_PROMPT_
All lines ahead of the one containing "Screenshot QA — Where is the balcony railing" are to be left out; that line and each one after it, through the end of the records below, are to be duplicated exactly.

_INPUT MATERIAL_
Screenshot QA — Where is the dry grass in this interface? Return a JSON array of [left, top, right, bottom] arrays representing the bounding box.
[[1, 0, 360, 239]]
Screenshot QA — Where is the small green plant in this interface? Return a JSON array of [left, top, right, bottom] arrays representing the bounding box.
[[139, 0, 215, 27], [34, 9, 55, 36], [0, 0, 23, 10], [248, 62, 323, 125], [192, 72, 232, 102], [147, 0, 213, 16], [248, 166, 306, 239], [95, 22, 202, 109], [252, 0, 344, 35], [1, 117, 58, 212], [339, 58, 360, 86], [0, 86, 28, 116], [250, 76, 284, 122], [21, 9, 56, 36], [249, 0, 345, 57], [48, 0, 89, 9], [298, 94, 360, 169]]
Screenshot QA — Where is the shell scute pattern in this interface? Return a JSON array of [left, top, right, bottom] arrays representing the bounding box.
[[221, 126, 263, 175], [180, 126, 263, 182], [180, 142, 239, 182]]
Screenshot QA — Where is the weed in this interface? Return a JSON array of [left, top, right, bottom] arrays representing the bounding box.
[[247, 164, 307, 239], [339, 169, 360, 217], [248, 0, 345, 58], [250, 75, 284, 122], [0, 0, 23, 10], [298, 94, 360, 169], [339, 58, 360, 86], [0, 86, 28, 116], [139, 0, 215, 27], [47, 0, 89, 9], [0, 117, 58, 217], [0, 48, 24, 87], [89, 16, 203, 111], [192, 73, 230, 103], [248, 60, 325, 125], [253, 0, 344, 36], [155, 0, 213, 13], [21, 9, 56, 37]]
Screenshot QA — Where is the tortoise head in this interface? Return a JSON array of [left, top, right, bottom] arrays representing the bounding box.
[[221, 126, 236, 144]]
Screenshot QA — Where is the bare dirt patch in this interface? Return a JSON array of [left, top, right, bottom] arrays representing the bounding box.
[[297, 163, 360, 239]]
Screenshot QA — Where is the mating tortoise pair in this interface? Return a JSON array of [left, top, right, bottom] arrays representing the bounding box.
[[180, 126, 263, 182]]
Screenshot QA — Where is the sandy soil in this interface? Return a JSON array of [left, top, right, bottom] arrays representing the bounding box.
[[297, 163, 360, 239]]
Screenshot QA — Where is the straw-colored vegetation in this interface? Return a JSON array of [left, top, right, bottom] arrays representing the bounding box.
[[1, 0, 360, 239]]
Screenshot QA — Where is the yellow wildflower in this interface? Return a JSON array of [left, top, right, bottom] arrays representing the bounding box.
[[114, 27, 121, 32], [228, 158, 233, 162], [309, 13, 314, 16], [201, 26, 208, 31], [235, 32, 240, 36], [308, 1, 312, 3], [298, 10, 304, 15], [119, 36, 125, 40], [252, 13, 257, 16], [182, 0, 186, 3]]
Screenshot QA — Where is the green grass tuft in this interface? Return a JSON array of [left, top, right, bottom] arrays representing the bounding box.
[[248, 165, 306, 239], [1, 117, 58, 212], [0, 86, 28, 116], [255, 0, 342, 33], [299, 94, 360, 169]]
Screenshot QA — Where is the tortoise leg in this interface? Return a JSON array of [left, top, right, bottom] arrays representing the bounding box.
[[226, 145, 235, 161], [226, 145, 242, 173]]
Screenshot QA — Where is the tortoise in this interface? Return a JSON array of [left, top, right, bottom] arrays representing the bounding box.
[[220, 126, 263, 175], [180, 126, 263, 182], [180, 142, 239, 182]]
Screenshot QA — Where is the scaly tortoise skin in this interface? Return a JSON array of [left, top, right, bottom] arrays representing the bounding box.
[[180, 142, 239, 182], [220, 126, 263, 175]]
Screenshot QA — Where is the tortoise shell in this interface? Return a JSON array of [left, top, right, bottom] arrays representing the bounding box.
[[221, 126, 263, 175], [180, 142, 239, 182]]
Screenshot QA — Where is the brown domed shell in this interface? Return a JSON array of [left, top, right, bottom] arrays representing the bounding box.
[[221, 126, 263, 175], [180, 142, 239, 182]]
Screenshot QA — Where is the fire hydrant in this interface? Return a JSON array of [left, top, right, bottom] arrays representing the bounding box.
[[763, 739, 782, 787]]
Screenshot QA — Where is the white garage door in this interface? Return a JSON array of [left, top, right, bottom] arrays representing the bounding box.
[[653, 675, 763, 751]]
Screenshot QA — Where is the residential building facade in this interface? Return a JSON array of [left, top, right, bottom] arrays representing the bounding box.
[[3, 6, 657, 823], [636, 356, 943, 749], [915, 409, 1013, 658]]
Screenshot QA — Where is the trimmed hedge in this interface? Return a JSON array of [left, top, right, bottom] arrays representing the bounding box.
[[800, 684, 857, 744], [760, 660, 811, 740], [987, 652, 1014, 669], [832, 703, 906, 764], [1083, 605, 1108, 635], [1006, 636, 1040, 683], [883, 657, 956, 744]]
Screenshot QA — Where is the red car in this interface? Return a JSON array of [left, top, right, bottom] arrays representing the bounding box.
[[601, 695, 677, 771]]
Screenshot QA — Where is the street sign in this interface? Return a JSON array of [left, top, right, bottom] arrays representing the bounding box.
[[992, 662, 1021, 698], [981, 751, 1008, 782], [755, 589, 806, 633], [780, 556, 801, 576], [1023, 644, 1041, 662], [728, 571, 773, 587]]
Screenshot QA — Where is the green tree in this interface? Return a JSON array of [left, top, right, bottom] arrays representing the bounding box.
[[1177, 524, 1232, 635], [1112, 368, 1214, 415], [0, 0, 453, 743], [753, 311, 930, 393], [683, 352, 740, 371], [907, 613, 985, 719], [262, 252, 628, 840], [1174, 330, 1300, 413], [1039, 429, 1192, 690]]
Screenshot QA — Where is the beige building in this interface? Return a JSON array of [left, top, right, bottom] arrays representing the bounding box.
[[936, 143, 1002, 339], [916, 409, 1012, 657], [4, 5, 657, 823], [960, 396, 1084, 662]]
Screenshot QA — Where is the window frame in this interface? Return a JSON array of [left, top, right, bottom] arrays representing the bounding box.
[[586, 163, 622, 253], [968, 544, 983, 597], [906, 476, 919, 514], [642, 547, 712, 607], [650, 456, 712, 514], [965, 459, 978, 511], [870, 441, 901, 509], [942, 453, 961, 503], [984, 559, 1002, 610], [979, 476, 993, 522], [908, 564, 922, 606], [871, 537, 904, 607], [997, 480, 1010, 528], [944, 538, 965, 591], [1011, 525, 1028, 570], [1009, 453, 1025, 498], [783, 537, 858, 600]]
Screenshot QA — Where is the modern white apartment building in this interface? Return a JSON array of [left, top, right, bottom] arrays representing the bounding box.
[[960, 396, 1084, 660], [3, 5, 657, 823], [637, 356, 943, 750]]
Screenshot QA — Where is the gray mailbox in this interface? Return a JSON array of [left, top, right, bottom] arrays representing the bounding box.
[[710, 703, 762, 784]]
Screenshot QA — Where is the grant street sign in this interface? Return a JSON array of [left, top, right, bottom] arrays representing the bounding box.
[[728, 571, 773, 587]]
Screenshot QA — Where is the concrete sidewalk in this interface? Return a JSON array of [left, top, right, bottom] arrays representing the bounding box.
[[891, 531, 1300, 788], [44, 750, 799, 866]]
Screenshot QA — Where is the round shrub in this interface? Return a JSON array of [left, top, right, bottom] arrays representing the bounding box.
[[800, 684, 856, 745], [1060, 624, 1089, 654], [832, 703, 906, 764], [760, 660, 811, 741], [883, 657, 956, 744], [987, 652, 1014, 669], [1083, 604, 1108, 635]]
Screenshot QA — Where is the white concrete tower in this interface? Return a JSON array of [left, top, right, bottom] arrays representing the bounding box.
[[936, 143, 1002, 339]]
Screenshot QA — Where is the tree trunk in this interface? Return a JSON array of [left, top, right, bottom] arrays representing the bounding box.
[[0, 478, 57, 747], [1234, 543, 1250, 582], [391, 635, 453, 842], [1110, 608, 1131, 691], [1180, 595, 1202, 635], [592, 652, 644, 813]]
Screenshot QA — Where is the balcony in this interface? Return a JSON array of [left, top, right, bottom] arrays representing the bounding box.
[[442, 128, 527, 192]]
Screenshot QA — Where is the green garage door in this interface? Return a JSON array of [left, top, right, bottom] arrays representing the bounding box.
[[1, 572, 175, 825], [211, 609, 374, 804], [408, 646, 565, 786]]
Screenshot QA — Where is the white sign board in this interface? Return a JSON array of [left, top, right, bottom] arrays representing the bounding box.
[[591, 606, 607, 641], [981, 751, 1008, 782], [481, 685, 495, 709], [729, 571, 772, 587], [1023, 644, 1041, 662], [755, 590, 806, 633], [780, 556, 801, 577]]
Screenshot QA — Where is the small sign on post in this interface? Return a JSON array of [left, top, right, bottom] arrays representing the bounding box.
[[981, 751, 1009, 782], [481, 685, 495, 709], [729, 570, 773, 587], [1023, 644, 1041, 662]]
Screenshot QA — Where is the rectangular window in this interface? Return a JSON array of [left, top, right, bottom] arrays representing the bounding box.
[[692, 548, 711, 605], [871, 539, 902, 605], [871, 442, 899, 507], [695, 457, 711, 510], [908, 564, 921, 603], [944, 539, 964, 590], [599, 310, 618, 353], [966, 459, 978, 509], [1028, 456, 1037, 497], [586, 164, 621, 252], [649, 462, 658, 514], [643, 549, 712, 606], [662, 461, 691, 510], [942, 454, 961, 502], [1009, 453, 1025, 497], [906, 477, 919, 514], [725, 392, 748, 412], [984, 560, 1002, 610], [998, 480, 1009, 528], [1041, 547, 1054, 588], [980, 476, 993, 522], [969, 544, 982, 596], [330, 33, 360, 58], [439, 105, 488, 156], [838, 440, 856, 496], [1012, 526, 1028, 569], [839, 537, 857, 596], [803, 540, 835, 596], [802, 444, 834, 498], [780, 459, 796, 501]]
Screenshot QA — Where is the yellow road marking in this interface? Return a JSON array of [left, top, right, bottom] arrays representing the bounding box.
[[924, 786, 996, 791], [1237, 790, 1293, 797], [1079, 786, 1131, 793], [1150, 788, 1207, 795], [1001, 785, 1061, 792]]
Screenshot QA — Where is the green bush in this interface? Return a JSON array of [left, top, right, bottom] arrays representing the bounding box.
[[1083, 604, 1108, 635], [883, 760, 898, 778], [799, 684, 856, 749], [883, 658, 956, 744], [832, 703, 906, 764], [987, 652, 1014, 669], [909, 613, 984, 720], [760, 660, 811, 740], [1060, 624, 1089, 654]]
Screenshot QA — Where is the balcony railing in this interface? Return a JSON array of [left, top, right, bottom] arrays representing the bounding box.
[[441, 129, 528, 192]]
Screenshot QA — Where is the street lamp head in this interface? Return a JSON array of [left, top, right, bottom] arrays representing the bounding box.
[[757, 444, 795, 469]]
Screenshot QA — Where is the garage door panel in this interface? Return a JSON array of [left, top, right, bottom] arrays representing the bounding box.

_EXERCISE RESPONSE_
Screenshot QA — Where is the balcony railing in this interface? Return a JSON array of [left, top, right, bottom] arrays representing the bounding box.
[[441, 129, 528, 192]]
Screenshot QA — Where is the street lamp head in this interface? Return a JSON array of [left, top, right, bottom] arrays representing the bounding box.
[[757, 444, 795, 469]]
Screenshot QA — Where is the garage door panel in this interface? Return a JSON array of [left, top, right, bottom] arrays representing the bounding box.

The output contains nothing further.